Passage
Doing the finish well is slow and tedious. Doing a finish very well takes experience.

You need to remove bubbles and rough spots between each coat. 220 grit sand paper is good. If you don't like that, then you can also use fine steel wool. If you want an extremely fine finish, then you can use very fine steel wool with oil. I think that is linseed oil. I'm not sure, as this isn't something I've done. My father did the best-looking finish I've ever seen and he said it was polished off with steel wool and oil. I might inherit those shelves some day, but I'll probably never come up with the patience to took to make them.


Roger Miller


----------



## kherman (Apr 7, 2003)

Roger,

Those are great recomendations! All logical, but need to be pointed out.

Thanks,
Karl

------------------------------
Karl's Parts And Construction Journal


----------



## EDGE (Feb 28, 2004)

Karl, any update with the DIY stand/canopy? I wouldnt mine seeing how it is turning out.

What to do
- 1) Reproduce everything in the wood finishing thread from "You need to" down to "to make them.".
- 2) Add the next part of the wood finishing thread, picking up after its last post.
The records that follow are separate material and have no connection to the wood finishing thread.

Data records
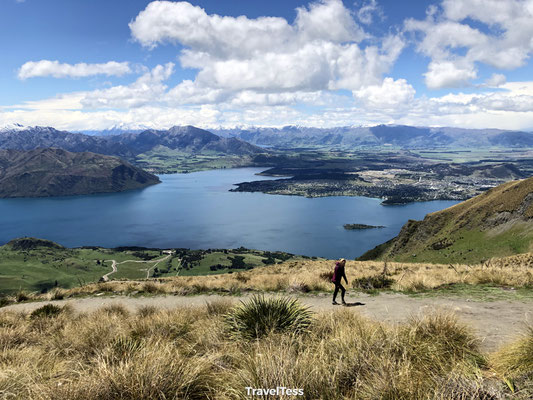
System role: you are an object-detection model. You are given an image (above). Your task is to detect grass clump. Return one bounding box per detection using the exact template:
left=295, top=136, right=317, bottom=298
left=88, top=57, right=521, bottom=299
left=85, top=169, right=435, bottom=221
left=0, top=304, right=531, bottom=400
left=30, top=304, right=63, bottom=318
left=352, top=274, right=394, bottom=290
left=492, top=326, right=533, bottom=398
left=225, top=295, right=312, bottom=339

---

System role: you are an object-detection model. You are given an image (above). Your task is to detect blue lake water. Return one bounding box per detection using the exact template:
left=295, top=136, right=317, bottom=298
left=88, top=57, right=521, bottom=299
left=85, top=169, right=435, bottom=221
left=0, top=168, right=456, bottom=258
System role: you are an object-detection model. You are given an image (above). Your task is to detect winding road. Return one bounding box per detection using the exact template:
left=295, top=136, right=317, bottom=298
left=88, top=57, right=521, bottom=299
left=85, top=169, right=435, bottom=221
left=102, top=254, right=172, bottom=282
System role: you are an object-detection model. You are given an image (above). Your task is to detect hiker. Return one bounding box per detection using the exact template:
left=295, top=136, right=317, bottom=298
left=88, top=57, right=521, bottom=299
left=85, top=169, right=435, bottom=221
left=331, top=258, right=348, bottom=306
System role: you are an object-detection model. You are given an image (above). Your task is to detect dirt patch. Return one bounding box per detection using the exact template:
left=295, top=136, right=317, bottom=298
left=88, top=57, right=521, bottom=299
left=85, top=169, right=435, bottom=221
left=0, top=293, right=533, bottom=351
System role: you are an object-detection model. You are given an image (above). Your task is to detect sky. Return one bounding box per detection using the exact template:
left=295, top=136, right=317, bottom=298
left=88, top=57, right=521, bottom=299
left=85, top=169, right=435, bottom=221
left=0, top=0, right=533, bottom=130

Answers for the exercise
- 1)
You need to remove bubbles and rough spots between each coat. 220 grit sand paper is good. If you don't like that, then you can also use fine steel wool. If you want an extremely fine finish, then you can use very fine steel wool with oil. I think that is linseed oil. I'm not sure, as this isn't something I've done. My father did the best-looking finish I've ever seen and he said it was polished off with steel wool and oil. I might inherit those shelves some day, but I'll probably never come up with the patience to took to make them.

- 2)
72 Gal, 3 WPG PC 10 hour, pressurize co2 /w controller 2 bps, Fluval 404, ph 6.7
A Canadian's Plant Traders website


----------



## kherman (Apr 7, 2003)

I'm as anxious as everyone else. Unfortunately I still have to lay the floor in the basement. I expect to do that within 3 weeks. Once it is laid, I'll be setting up the tank/stand. Putting all the trim on and plumbing the filtration into the system. I'll also be doing the lighting at that time. CO2 also...

The latest pictures that I have posted are still the latest, unfortunately









Karl



> quote:
> 
> Originally posted by EDGE:
> Karl, any update with the DIY stand/canopy? I wouldnt mind seeing how it is turning out.
> ...


------------------------------
Karl's Parts And Construction Journal


----------



## kherman (Apr 7, 2003)

Just want to ive a heads up. I'm moving into my new house on Wednesday. I'm moving the tank/stand/canopy in on Sunday (Sept, 21, 2003). I will begin final plumbing at that time. Expect to see pics several days later.

I will also be moving my DIY reactor thread into this thread. I am going to basically make this my construction thread, regardless of what the individual pieces are. That way, newbies can see the whole process from start to finish (for the most part) and understand that this isn't a project to be intimidated by.

got to go out to dinner,
Karl

------------------------------
Karl's Parts And Construction Journal


----------



## kherman (Apr 7, 2003)

With a little luck, I'll have some pics up in several days. My PC at home isn't set up yet.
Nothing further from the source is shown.